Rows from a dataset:
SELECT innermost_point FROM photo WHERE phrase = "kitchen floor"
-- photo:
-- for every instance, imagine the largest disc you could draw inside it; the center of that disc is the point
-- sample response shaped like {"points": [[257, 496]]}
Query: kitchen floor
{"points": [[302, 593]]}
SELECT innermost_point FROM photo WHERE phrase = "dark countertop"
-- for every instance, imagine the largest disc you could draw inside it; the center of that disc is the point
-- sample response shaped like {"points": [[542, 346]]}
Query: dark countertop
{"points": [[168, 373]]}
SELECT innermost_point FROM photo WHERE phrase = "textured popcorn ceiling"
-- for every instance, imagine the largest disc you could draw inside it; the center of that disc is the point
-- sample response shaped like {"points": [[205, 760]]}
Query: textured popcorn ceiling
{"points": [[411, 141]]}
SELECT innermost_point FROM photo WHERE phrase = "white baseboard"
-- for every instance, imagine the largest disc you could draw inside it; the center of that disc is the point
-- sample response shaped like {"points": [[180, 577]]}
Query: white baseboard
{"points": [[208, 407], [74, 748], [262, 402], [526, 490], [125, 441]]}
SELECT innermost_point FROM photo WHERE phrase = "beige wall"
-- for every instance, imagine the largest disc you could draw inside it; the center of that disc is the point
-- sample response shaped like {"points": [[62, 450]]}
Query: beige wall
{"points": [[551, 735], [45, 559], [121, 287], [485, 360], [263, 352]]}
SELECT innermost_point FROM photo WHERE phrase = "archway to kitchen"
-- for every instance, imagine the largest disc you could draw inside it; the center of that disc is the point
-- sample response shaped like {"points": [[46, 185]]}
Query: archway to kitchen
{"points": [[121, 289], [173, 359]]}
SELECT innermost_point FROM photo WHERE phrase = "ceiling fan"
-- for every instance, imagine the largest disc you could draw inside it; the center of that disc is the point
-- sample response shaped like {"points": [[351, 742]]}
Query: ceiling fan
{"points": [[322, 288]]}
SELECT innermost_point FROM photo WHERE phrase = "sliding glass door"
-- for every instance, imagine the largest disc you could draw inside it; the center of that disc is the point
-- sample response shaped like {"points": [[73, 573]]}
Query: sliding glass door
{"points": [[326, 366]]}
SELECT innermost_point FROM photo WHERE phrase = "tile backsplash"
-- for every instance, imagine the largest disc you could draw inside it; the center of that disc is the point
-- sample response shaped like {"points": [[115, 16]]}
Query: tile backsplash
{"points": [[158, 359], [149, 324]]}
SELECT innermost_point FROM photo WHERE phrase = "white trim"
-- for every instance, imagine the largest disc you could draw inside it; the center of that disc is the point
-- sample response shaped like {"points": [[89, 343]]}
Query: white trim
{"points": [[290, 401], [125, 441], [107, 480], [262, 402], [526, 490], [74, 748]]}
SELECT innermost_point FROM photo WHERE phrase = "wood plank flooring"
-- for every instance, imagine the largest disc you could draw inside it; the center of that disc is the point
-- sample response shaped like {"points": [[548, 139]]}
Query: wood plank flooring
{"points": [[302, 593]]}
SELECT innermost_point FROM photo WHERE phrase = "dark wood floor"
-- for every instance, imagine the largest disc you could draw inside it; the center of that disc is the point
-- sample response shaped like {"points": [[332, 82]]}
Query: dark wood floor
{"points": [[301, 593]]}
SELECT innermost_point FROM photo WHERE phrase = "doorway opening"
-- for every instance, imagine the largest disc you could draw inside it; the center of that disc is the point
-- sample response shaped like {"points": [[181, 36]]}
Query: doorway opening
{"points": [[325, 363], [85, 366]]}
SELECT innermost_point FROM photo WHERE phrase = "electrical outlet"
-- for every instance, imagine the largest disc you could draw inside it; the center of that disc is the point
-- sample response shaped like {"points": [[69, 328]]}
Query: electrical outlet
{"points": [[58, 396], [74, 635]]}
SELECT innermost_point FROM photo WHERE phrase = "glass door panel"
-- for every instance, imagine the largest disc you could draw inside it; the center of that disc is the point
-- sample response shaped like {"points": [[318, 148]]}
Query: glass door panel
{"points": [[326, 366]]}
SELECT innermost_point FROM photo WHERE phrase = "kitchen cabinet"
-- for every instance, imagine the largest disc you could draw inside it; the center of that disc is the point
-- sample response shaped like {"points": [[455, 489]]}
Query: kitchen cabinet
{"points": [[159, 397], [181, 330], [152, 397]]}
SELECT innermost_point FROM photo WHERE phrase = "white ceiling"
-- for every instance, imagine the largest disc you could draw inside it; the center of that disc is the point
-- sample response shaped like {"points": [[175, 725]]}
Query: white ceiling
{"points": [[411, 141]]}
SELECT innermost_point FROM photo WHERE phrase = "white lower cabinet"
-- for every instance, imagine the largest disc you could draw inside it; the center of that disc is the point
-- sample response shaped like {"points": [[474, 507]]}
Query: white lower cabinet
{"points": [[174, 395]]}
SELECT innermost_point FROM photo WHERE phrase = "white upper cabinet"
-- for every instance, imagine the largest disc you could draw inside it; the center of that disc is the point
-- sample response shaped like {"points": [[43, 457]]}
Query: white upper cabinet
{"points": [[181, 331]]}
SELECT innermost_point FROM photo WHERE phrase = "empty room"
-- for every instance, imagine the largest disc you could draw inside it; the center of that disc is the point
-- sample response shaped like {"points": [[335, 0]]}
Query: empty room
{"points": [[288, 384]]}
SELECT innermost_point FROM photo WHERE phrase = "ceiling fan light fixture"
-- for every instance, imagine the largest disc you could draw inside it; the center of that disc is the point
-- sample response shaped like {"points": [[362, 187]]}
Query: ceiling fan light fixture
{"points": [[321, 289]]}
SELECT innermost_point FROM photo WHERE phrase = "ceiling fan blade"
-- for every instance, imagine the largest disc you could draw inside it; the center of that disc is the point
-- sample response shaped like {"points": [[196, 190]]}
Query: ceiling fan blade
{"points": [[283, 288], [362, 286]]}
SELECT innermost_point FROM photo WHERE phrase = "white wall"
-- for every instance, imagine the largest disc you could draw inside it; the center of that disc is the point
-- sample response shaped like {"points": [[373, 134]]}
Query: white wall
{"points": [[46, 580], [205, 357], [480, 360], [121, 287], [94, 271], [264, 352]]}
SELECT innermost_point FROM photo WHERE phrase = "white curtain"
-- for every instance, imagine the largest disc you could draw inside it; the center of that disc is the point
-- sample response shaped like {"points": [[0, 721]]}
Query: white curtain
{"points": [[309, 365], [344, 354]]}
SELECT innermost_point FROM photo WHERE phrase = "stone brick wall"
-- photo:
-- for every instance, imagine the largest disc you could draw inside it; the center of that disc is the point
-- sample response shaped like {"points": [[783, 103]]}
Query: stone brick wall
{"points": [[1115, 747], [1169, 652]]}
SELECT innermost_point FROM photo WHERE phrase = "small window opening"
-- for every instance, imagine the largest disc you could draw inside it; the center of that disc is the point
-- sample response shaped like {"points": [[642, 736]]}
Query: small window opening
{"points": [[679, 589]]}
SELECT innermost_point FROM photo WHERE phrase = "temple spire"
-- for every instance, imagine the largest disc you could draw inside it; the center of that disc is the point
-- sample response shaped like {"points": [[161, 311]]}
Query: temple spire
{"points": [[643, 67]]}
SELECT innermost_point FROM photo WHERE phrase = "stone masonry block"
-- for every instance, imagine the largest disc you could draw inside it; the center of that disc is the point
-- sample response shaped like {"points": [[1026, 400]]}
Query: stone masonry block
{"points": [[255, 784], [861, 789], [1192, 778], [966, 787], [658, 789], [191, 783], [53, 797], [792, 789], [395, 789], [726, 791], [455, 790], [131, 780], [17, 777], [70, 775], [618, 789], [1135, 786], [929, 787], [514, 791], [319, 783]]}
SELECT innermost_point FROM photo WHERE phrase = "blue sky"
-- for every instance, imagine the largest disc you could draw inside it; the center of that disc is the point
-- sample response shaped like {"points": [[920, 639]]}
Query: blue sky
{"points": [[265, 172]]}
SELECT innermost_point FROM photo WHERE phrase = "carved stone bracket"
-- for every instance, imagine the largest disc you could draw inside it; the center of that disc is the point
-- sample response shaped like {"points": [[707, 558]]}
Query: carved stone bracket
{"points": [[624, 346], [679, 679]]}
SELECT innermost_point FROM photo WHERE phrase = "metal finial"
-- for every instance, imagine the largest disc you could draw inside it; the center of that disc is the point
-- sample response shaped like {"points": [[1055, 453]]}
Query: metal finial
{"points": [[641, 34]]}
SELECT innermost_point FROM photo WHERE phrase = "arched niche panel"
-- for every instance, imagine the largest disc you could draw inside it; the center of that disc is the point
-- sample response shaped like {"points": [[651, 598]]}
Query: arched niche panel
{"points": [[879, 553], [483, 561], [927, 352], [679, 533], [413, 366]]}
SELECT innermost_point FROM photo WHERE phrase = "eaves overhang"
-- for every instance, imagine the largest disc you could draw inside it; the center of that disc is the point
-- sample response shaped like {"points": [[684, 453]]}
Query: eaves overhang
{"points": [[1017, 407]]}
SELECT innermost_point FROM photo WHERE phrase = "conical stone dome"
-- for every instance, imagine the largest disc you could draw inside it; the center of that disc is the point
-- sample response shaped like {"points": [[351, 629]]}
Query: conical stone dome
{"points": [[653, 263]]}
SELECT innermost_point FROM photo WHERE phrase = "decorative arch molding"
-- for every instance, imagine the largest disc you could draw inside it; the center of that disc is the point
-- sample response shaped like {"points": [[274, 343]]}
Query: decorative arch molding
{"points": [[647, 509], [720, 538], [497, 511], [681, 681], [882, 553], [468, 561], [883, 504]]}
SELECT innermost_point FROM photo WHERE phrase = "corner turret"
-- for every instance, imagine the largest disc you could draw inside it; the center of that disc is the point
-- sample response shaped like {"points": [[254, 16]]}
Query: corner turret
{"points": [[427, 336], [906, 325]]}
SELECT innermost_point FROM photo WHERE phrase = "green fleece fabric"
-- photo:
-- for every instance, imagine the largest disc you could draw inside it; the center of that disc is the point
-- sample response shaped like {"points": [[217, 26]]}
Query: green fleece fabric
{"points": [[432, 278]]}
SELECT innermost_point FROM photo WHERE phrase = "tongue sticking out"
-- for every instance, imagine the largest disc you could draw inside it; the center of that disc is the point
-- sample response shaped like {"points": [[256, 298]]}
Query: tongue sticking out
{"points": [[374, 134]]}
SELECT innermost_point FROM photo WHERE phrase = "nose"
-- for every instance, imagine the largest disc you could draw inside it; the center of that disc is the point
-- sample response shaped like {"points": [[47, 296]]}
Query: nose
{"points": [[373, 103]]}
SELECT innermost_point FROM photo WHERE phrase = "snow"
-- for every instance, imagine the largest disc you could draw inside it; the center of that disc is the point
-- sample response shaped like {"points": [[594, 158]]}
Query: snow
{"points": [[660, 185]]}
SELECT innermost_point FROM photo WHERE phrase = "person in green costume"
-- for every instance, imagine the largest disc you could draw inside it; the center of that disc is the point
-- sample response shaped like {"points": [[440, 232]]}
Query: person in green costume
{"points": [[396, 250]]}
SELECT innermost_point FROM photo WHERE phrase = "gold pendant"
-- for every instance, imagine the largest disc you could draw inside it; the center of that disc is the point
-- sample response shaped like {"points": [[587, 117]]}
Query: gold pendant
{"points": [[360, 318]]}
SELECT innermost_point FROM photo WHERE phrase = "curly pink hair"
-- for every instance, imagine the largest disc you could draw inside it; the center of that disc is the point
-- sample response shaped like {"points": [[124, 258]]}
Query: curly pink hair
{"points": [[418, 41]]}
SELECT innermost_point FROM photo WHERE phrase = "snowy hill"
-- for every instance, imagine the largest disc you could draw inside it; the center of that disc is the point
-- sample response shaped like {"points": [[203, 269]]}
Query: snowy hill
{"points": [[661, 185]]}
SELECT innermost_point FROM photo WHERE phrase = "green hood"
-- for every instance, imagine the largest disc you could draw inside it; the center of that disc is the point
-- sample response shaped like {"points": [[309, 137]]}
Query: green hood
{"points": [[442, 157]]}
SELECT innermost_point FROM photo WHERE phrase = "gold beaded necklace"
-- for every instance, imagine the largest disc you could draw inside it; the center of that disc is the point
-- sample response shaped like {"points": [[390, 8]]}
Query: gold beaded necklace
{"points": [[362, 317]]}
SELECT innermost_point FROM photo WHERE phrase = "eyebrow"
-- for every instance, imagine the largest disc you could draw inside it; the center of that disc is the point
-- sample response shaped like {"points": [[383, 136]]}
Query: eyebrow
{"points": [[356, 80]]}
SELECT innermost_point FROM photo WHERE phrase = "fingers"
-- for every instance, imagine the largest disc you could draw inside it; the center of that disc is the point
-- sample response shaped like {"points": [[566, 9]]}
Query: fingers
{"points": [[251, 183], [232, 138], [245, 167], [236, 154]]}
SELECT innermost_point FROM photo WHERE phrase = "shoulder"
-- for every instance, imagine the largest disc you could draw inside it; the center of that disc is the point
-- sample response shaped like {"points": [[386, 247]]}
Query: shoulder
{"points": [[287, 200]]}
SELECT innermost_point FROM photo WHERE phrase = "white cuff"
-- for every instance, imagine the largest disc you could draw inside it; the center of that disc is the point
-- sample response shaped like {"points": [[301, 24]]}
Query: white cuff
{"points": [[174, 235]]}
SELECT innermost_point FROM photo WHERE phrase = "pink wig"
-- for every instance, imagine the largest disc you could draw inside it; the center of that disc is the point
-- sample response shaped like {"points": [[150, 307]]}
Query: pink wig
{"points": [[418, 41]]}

• Problem
Gather every line of the records above that contains the string "wall", matching case exactly.

• Expected answer
SELECT innermost_point FROM photo WHERE phrase = "beige wall"
Query: beige wall
SELECT innermost_point FROM photo WHERE phrase = "white wall"
Query: white wall
SELECT innermost_point FROM photo WHERE phrase = "stone brick wall"
Query: stone brick wall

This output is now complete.